Mr Khursheed Shah has also said that the government will ensure the protection of minorities from any abuse of the Blasphemy Law. One begs to ask: will the government continue to protect the minorities like it has done so far, which is by doing nothing at all? The fact that the minister has failed to outline any method or plan to protect the very vulnerable minorities in Pakistan from extremists clearly indicates the lack of any real formulation for minority welfare. All they have succeeded in doing is giving more leeway to the Islamists to wreak further havoc on the minorities they know will never be protected by the state.

———

**To do:**
A – Condense the paragraph of the excerpt on minority protection beginning "Mr Khursheed Shah has also said" into a shorter version that keeps its main facts.
B – According to the excerpt on minority protection, what does the minister's failure to outline any method or plan clearly indicate?
The listing is separate material and has no connection to the excerpt on minority protection.

———

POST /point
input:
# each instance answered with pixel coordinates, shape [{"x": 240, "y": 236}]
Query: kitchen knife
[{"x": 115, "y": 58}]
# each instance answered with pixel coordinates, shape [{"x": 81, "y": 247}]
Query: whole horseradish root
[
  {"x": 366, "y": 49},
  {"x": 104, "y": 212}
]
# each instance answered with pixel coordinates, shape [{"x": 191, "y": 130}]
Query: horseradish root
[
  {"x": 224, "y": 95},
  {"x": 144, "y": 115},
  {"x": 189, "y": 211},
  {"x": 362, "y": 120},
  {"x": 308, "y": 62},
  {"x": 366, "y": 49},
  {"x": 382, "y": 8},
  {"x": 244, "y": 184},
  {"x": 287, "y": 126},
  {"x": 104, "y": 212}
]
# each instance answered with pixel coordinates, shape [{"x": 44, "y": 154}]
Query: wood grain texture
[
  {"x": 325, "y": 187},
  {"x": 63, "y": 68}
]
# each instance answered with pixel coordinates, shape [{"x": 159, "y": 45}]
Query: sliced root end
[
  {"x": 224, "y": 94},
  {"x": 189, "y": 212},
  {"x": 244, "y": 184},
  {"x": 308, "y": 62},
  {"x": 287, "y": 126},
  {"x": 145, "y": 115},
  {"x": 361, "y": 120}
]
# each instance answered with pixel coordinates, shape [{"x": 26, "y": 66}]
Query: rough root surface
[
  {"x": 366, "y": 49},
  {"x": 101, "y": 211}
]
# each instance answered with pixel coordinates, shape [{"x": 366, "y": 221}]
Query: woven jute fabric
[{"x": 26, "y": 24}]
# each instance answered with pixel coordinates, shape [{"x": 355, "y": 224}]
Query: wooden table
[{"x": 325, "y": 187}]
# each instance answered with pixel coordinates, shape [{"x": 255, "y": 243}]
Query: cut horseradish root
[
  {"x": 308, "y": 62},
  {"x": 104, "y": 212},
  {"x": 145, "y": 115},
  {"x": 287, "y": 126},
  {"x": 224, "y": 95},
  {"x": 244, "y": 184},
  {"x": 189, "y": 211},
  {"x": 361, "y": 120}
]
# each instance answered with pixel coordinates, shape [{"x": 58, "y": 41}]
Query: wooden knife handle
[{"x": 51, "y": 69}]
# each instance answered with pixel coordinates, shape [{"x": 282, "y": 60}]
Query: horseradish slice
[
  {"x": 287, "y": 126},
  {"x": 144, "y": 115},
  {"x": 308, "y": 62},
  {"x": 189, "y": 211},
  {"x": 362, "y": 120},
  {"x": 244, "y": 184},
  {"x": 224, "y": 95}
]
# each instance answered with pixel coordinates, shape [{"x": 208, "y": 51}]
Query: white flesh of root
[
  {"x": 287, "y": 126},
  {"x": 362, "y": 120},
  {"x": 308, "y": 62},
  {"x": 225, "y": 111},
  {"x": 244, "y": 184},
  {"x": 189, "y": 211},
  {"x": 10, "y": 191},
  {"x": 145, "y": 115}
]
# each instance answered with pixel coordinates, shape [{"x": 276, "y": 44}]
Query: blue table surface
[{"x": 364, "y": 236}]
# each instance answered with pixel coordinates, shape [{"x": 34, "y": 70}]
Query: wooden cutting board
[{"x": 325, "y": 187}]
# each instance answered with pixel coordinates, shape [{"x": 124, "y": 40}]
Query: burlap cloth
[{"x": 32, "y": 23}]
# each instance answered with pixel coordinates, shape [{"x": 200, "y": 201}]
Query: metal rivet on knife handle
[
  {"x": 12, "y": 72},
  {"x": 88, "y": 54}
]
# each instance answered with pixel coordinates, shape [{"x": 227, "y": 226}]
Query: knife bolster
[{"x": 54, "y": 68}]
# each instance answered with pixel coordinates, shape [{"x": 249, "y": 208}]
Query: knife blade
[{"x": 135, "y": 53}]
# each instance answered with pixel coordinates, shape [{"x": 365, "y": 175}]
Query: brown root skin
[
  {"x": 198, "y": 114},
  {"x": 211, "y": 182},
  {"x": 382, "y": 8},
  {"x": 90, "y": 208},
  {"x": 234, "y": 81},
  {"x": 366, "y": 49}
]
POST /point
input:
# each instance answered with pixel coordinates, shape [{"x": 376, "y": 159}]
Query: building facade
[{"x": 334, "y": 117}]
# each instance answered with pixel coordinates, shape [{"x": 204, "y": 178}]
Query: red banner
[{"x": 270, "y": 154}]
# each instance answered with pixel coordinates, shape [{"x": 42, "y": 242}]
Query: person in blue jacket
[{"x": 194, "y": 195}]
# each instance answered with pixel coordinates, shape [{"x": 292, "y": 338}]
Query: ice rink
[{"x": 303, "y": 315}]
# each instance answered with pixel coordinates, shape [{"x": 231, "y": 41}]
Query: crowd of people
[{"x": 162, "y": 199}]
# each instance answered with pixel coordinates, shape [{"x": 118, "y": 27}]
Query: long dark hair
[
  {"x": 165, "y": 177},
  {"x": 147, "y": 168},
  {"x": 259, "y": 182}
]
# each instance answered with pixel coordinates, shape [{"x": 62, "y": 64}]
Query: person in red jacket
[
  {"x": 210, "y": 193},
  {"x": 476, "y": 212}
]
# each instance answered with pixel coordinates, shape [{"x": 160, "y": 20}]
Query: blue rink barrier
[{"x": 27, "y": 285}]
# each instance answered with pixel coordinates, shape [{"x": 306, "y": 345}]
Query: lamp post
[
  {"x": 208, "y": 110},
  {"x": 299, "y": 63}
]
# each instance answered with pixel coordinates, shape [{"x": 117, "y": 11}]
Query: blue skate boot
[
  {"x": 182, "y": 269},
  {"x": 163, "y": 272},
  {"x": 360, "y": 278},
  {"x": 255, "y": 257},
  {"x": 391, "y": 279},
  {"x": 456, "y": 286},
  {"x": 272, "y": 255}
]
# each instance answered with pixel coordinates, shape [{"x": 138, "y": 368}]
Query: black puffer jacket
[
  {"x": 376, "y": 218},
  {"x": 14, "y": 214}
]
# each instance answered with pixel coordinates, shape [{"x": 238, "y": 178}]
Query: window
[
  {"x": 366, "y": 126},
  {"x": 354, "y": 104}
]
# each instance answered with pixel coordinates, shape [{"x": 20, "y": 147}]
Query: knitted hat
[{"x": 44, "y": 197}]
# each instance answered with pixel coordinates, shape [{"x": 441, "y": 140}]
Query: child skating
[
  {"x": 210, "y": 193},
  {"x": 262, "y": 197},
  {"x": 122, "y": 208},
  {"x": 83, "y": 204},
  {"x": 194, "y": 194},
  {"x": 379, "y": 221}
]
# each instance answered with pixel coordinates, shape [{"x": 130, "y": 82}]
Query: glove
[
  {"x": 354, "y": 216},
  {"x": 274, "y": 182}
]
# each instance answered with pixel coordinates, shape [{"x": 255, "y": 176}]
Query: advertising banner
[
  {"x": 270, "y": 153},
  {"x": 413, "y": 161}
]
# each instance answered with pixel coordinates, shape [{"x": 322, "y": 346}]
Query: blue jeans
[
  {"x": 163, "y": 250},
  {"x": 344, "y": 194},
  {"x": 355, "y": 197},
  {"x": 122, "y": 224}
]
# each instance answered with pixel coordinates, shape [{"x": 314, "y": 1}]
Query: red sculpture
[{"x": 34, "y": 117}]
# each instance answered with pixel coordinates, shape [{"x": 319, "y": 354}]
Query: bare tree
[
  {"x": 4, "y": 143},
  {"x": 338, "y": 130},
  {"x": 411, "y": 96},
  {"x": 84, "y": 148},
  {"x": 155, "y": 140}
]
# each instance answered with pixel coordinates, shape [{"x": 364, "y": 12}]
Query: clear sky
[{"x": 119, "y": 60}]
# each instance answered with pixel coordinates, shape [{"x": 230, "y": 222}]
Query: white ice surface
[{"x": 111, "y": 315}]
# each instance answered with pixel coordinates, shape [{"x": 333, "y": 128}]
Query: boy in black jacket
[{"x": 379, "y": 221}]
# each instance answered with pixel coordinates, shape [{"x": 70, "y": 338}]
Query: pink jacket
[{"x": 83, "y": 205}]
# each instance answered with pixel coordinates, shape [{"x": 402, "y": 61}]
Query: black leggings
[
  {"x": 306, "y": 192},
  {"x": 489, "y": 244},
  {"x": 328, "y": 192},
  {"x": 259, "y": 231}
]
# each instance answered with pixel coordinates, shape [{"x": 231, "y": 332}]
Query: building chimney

———

**List of solutions:**
A – Mr Khursheed Shah said the government will protect minorities from abuse of the Blasphemy Law, but the writer questions whether this means continuing its record of doing nothing. Because the minister gave no method or plan to protect Pakistan's vulnerable minorities from extremists, the writer sees no real formulation for minority welfare. The only result, in the writer's view, is more leeway for Islamists to harm minorities the state will never protect.

B – It indicates the lack of any real formulation for minority welfare.